Image region outline records:
* * * *

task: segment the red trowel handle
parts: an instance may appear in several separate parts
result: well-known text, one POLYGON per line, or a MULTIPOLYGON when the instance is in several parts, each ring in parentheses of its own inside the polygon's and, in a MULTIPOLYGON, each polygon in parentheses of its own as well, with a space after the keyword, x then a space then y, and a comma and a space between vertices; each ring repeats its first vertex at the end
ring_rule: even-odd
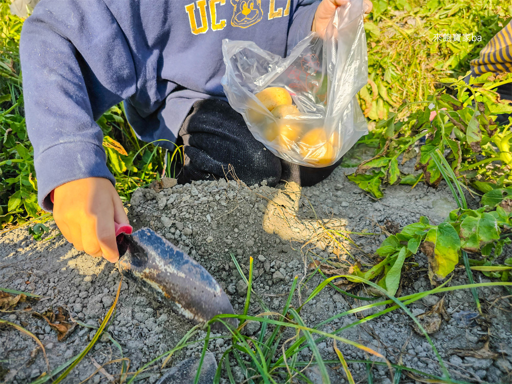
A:
POLYGON ((114 225, 116 228, 116 238, 121 233, 132 234, 132 232, 133 232, 133 228, 130 224, 119 224, 115 222, 114 225))

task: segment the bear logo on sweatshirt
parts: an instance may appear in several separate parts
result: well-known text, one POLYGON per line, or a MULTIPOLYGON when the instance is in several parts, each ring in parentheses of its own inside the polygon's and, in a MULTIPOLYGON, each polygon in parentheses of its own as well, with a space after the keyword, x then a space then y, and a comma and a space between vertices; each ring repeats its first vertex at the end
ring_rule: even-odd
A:
POLYGON ((231 0, 233 6, 233 27, 246 28, 254 25, 263 18, 261 0, 231 0))

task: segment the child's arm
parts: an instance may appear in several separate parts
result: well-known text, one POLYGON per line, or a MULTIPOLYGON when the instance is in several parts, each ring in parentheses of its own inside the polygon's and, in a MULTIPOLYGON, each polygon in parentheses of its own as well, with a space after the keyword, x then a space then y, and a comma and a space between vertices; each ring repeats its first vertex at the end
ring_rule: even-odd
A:
POLYGON ((114 220, 127 220, 95 120, 135 91, 124 34, 101 0, 43 0, 25 23, 20 54, 39 204, 77 249, 114 261, 114 220))
MULTIPOLYGON (((340 6, 345 5, 349 1, 349 0, 323 0, 316 9, 311 31, 317 32, 321 37, 323 37, 327 24, 336 12, 336 9, 340 6)), ((370 0, 364 0, 363 6, 365 8, 365 13, 369 13, 372 11, 373 5, 370 0)))
MULTIPOLYGON (((346 4, 350 0, 299 0, 292 16, 288 30, 288 53, 297 44, 312 32, 324 37, 326 27, 331 20, 336 9, 346 4), (311 28, 309 27, 311 26, 311 28)), ((364 0, 365 13, 372 11, 370 0, 364 0)))

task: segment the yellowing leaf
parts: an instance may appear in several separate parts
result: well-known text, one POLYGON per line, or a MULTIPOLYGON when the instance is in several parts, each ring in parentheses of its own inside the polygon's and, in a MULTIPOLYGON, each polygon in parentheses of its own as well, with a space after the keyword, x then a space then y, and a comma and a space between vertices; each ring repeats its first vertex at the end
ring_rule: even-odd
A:
POLYGON ((441 223, 431 229, 421 246, 421 251, 429 259, 429 278, 433 285, 438 279, 444 279, 459 262, 460 239, 455 229, 447 223, 441 223))
POLYGON ((484 212, 479 217, 468 216, 460 223, 462 247, 469 252, 477 252, 485 244, 500 239, 500 230, 493 215, 484 212))
POLYGON ((123 146, 110 136, 105 136, 103 138, 103 146, 105 148, 110 148, 121 155, 124 155, 125 156, 128 156, 126 150, 123 147, 123 146))

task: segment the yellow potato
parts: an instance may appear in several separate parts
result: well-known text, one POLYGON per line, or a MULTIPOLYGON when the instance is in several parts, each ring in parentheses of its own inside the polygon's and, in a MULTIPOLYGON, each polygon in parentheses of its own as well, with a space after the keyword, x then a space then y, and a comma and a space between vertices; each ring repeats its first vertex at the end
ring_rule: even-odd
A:
POLYGON ((331 138, 329 139, 329 142, 331 143, 333 147, 337 147, 338 144, 339 142, 339 135, 338 133, 334 131, 332 135, 331 135, 331 138))
POLYGON ((279 144, 284 149, 289 150, 301 135, 301 129, 294 124, 279 125, 279 144))
POLYGON ((327 142, 315 150, 305 158, 308 162, 315 165, 328 165, 334 158, 334 149, 330 143, 327 142))
POLYGON ((254 96, 261 101, 265 107, 271 112, 278 105, 283 104, 291 105, 291 96, 284 88, 271 87, 266 88, 254 96))
POLYGON ((327 135, 323 128, 313 128, 310 130, 301 139, 301 151, 307 154, 312 147, 323 144, 327 141, 327 135))
POLYGON ((315 165, 327 165, 332 161, 334 148, 331 141, 334 134, 327 140, 327 135, 322 127, 309 131, 301 139, 298 146, 304 160, 315 165))
POLYGON ((296 106, 289 104, 282 104, 272 110, 272 114, 277 119, 284 119, 290 115, 298 115, 300 113, 296 106))
POLYGON ((263 131, 263 137, 267 141, 273 141, 279 134, 279 127, 272 121, 267 125, 263 131))

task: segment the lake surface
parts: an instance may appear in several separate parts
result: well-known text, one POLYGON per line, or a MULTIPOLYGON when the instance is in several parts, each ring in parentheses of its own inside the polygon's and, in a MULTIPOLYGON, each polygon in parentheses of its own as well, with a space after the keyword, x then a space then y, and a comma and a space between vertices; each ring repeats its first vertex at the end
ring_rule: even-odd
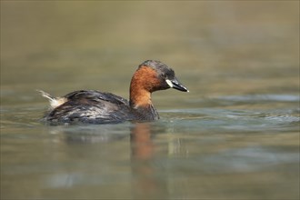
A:
POLYGON ((1 199, 298 199, 299 2, 1 2, 1 199), (48 102, 128 98, 158 59, 161 119, 45 125, 48 102))

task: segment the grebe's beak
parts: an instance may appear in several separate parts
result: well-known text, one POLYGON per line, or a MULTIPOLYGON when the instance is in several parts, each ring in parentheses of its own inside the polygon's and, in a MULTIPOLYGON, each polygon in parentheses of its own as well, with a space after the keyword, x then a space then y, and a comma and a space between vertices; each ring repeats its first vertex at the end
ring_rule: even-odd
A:
POLYGON ((188 89, 184 85, 182 85, 175 77, 174 77, 172 80, 166 79, 165 82, 171 88, 182 92, 189 92, 188 89))

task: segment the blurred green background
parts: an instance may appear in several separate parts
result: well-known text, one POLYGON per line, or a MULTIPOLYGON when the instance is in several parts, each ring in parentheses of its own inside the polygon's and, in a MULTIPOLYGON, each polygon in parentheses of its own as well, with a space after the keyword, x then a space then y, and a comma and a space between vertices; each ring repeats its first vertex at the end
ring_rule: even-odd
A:
POLYGON ((2 197, 299 197, 299 1, 0 4, 2 197), (127 98, 147 59, 190 90, 154 95, 148 159, 134 125, 39 123, 35 89, 127 98))
POLYGON ((2 90, 33 95, 38 87, 58 95, 90 88, 127 96, 137 65, 157 59, 198 96, 296 93, 298 5, 1 1, 2 90))

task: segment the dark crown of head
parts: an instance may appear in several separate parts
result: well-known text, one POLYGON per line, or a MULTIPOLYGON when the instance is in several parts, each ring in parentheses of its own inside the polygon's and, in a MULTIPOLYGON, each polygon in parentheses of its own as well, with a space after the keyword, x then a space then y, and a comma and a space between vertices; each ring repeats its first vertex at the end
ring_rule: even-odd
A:
POLYGON ((165 64, 156 61, 156 60, 146 60, 143 62, 138 67, 141 67, 143 65, 150 66, 157 71, 173 71, 169 66, 167 66, 165 64))

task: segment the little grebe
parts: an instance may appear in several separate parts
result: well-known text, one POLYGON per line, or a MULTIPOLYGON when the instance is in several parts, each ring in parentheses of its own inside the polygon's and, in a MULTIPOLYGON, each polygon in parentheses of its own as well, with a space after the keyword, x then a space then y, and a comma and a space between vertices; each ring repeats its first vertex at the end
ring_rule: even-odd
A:
POLYGON ((90 124, 155 120, 159 115, 152 104, 151 93, 171 87, 188 92, 170 67, 160 61, 147 60, 138 66, 131 79, 129 102, 115 95, 95 90, 75 91, 56 98, 39 91, 49 99, 51 105, 43 120, 90 124))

* * * *

* **WORK TO DO**
Please write out all the data again word for word, but not the pictures.

* **SOLUTION TO THIS PROBLEM**
task: segment the red trowel handle
parts: an instance may appear in several separate parts
result: well-known text, one POLYGON per line, or a MULTIPOLYGON when the instance is in several parts, each ring in parentheses of its own inside the polygon's and, in a MULTIPOLYGON, each polygon in parentheses of its own as well, with a space after the keyword, x then a space then y, and a comma and a space between vertices; each ring repeats its first vertex at the end
ring_rule: even-odd
A:
POLYGON ((114 225, 116 228, 116 238, 121 233, 132 234, 132 232, 133 232, 133 228, 130 224, 119 224, 115 222, 114 225))

task: segment the bear logo on sweatshirt
parts: an instance may appear in several separate parts
result: well-known text, one POLYGON per line, or a MULTIPOLYGON when the instance is in several parts, each ring in parentheses of its own inside the polygon's and, in a MULTIPOLYGON, each polygon in parentheses of its own as well, with a space after the keyword, x then a space then y, and a comma and a space between vertices; each ring repeats its first vertex at the end
ring_rule: even-odd
A:
POLYGON ((231 0, 233 6, 233 27, 246 28, 254 25, 263 18, 261 0, 231 0))

task: segment the child's arm
parts: an instance may appear in several separate parts
result: well-known text, one POLYGON per line, or a MULTIPOLYGON when the instance is in several parts, each ring in parentheses of its own inside the polygon's and, in a MULTIPOLYGON, each polygon in parentheses of its own as well, with a space after the keyword, x then a space then y, and a comma and a space between vertices; each ring repeats its first vertex at the end
ring_rule: even-odd
A:
POLYGON ((114 220, 127 220, 95 120, 135 91, 124 34, 101 0, 43 0, 25 23, 20 54, 39 204, 77 249, 114 261, 114 220))
MULTIPOLYGON (((340 6, 345 5, 349 1, 349 0, 323 0, 316 9, 311 31, 317 32, 321 37, 323 37, 327 24, 336 12, 336 9, 340 6)), ((370 0, 364 0, 363 6, 365 8, 365 13, 369 13, 372 11, 373 5, 370 0)))
MULTIPOLYGON (((346 4, 350 0, 299 0, 292 16, 288 30, 288 53, 297 44, 312 32, 324 37, 326 27, 331 20, 336 9, 346 4), (311 28, 309 27, 311 26, 311 28)), ((364 0, 365 13, 372 11, 370 0, 364 0)))

task: segment the yellowing leaf
parts: an instance may appear in several separate parts
result: well-known text, one POLYGON per line, or a MULTIPOLYGON when the instance is in several parts, each ring in parentheses of its own inside the polygon's and, in a MULTIPOLYGON, each polygon in parentheses of its own as well, with a space after the keyword, x then a space then y, and a comma and a space between vertices; each ring repeats its first vertex at the end
ring_rule: even-odd
A:
POLYGON ((441 223, 431 229, 421 246, 421 251, 429 259, 429 278, 433 285, 438 279, 444 279, 459 262, 460 239, 455 229, 447 223, 441 223))
POLYGON ((484 212, 479 217, 468 216, 460 223, 462 247, 469 252, 477 252, 485 244, 500 239, 500 230, 493 215, 484 212))
POLYGON ((123 146, 110 136, 105 136, 103 138, 103 146, 105 148, 110 148, 121 155, 124 155, 125 156, 128 156, 126 150, 123 147, 123 146))

task: segment the yellow potato
parts: an instance may appear in several separate parts
result: well-known text, one POLYGON per line, or a MULTIPOLYGON when the instance is in several parts, each ring in parentheses of its own inside the polygon's and, in a MULTIPOLYGON, each polygon in parentheses of its own as well, with a space after the keyword, x then a space then y, and a comma and a space between vertices; each ring repeats its first vertex at the end
ring_rule: even-odd
A:
POLYGON ((331 138, 329 139, 329 142, 331 143, 333 147, 337 147, 338 144, 339 142, 339 135, 338 133, 334 131, 332 135, 331 135, 331 138))
POLYGON ((279 144, 284 149, 289 150, 301 135, 301 129, 294 124, 279 125, 279 144))
POLYGON ((327 142, 315 150, 305 158, 308 162, 315 165, 328 165, 334 158, 334 149, 330 143, 327 142))
POLYGON ((254 96, 261 101, 265 107, 271 112, 278 105, 283 104, 291 105, 291 96, 284 88, 271 87, 266 88, 254 96))
POLYGON ((327 135, 323 128, 313 128, 310 130, 301 139, 301 151, 307 154, 312 147, 323 144, 327 141, 327 135))
POLYGON ((315 165, 327 165, 332 161, 334 148, 331 141, 334 134, 327 140, 327 135, 322 127, 309 131, 301 139, 298 146, 304 160, 315 165))
POLYGON ((296 106, 289 104, 282 104, 272 110, 272 114, 277 119, 284 119, 290 115, 298 115, 300 113, 296 106))
POLYGON ((263 131, 263 137, 267 141, 273 141, 279 134, 279 127, 272 121, 267 125, 263 131))

task: segment the lake surface
parts: an instance may appear in several separate parts
result: well-known text, one POLYGON per line, or a MULTIPOLYGON when the instance is in several parts, each ring in parentheses of its own inside the polygon's and, in a MULTIPOLYGON, each polygon in parentheses of its own as well, with a space after the keyword, x then a space then y, and a comma and a space between vertices; each ring repeats its first vertex at the end
ring_rule: even-odd
A:
POLYGON ((1 199, 298 199, 299 2, 1 2, 1 199), (48 102, 128 98, 158 59, 161 119, 45 125, 48 102))

task: segment the grebe's beak
parts: an instance may appear in several separate parts
result: well-known text, one POLYGON per line, or a MULTIPOLYGON when the instance is in several parts, each ring in parentheses of its own inside the polygon's and, in a MULTIPOLYGON, each polygon in parentheses of its own as well, with a space after the keyword, x then a space then y, and a comma and a space between vertices; each ring repeats its first vertex at the end
ring_rule: even-odd
A:
POLYGON ((188 89, 184 85, 182 85, 175 77, 174 77, 172 80, 166 79, 165 82, 171 88, 182 92, 189 92, 188 89))

task: segment the blurred green background
parts: an instance may appear in several separate parts
result: well-known text, one POLYGON per line, or a MULTIPOLYGON when the instance is in several parts, each ring in parentheses of its own inside the polygon's and, in a MULTIPOLYGON, each polygon in parentheses of its own as well, with a space after the keyword, x then a space then y, and a comma and a space between vertices; each ring repeats its first vertex at the end
ring_rule: even-odd
A:
POLYGON ((2 197, 299 197, 299 1, 0 4, 2 197), (127 98, 147 59, 190 90, 154 95, 148 159, 134 125, 39 123, 35 89, 127 98))
POLYGON ((2 90, 33 95, 38 87, 58 95, 90 88, 127 96, 137 65, 157 59, 198 96, 296 93, 298 5, 1 1, 2 90))

task: segment the dark crown of head
parts: an instance may appear in several separate parts
result: well-known text, one POLYGON per line, or a MULTIPOLYGON when the instance is in several parts, each ring in parentheses of its own inside the polygon's and, in a MULTIPOLYGON, each polygon in parentheses of its own as well, with a space after the keyword, x then a space then y, and a comma and a space between vertices; each ring repeats its first vertex at the end
ring_rule: even-odd
A:
POLYGON ((165 64, 156 61, 156 60, 146 60, 143 62, 138 67, 141 67, 143 65, 150 66, 157 71, 173 71, 169 66, 167 66, 165 64))

task: segment the little grebe
parts: an instance may appear in several separate parts
result: well-known text, one POLYGON per line, or a MULTIPOLYGON when the instance is in several parts, each ring in parentheses of its own inside the polygon's and, in a MULTIPOLYGON, each polygon in parentheses of its own as well, with a space after the keyword, x then a space then y, and a comma and a space between vertices; each ring repeats its first vertex at the end
ring_rule: even-odd
A:
POLYGON ((90 124, 155 120, 159 115, 152 104, 151 93, 171 87, 188 92, 170 67, 160 61, 147 60, 138 66, 131 79, 129 102, 115 95, 95 90, 75 91, 56 98, 39 91, 49 99, 51 105, 43 120, 90 124))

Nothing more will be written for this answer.